::: Records supplied

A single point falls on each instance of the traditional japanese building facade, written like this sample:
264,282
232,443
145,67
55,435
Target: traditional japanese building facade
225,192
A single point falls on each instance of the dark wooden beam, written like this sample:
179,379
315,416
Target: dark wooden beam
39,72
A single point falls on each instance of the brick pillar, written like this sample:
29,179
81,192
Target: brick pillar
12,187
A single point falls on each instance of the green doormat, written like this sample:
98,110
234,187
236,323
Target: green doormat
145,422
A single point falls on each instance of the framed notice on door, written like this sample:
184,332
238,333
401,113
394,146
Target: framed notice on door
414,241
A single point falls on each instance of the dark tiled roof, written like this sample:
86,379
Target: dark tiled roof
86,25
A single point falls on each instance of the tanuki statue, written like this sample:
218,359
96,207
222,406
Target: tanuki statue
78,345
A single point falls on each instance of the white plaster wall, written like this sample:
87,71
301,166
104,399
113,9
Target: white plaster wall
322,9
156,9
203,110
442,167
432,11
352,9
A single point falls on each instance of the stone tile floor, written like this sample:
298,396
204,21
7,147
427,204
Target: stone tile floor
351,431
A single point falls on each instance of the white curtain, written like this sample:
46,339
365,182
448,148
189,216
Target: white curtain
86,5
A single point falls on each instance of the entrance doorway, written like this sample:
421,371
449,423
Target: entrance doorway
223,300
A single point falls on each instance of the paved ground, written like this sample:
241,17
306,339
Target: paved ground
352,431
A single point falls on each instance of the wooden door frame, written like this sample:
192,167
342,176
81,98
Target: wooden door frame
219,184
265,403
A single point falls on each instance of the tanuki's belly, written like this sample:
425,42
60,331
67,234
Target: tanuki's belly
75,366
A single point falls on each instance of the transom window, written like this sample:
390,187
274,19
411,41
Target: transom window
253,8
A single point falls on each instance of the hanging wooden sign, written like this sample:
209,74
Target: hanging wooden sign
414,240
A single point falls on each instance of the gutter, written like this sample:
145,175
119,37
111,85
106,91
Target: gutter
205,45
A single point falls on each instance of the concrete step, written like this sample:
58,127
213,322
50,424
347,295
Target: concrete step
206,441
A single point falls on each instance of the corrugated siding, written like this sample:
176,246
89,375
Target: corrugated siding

::::::

Reproduce all of the data above, substituting "green floor mat" for each occurrence of "green doormat". Leave everything else unchanged.

**Solution**
A single point falls on each instance of the traditional japanese building facade, written like this sample:
264,282
232,443
145,67
55,435
Target: traditional japanese building facade
225,192
A single point falls on each instance of the dark wooden beam, written like this sample:
179,379
315,416
Target: dark wooden beam
39,72
A single point falls on each instance of the brick pillar, written like this sample:
29,179
81,192
Target: brick pillar
12,187
A single point falls on each instance of the green floor mat, written like this sample:
98,110
234,187
236,323
Target: green floor mat
145,422
A single point falls on each instance of the framed notice on door, written like this sample:
184,332
238,333
401,113
394,146
Target: framed notice on door
414,241
A single point falls on each instance of the dark tiled roof, written like this sample:
86,379
Target: dark tiled roof
86,25
A single point falls on each instance of the tanuki statue, written like this sample:
218,359
96,207
222,406
Target: tanuki statue
78,345
A single point falls on each instance of the white plaster wall, written like this sample:
87,71
301,166
104,399
113,9
Target: white plaster wall
322,9
156,9
203,110
442,167
432,11
352,9
A single point falls on each instance of the stone tile floor, written like this sample:
298,396
204,21
7,147
427,204
Target: stone tile floor
351,431
A single point falls on each instance of the white curtain, written like this sample:
46,339
365,182
448,148
189,216
Target: white curtain
86,5
A single point falls on each instance of the entrance doorway, written like this sample:
421,371
449,423
Target: entrance doorway
223,300
A single point falls on each instance of the paved ground, written like this sample:
241,17
306,339
Target: paved ground
352,431
A single point falls on each instance of the wooden door frame, written like this sample:
192,167
342,176
81,98
Target: wooden door frame
219,184
265,403
A single point falls on each instance of the tanuki's belly, written like this sample:
425,42
60,331
67,234
Target: tanuki's belly
75,366
A single point falls on each instance of the transom window, written like this sample:
390,187
274,19
411,41
Target: transom window
253,8
A single point falls on each instance of the hanging wooden sign, written like this sample:
209,74
Target: hanging wooden sign
414,240
A single point falls on each instance of the gutter, written like this sample:
145,175
119,37
111,85
106,91
Target: gutter
205,45
A single point falls on each instance of the concrete step, written like this sample:
58,127
213,322
50,424
347,295
Target: concrete step
206,441
A single point falls on each instance of the corrugated siding, written like this sample:
176,246
89,375
Target: corrugated siding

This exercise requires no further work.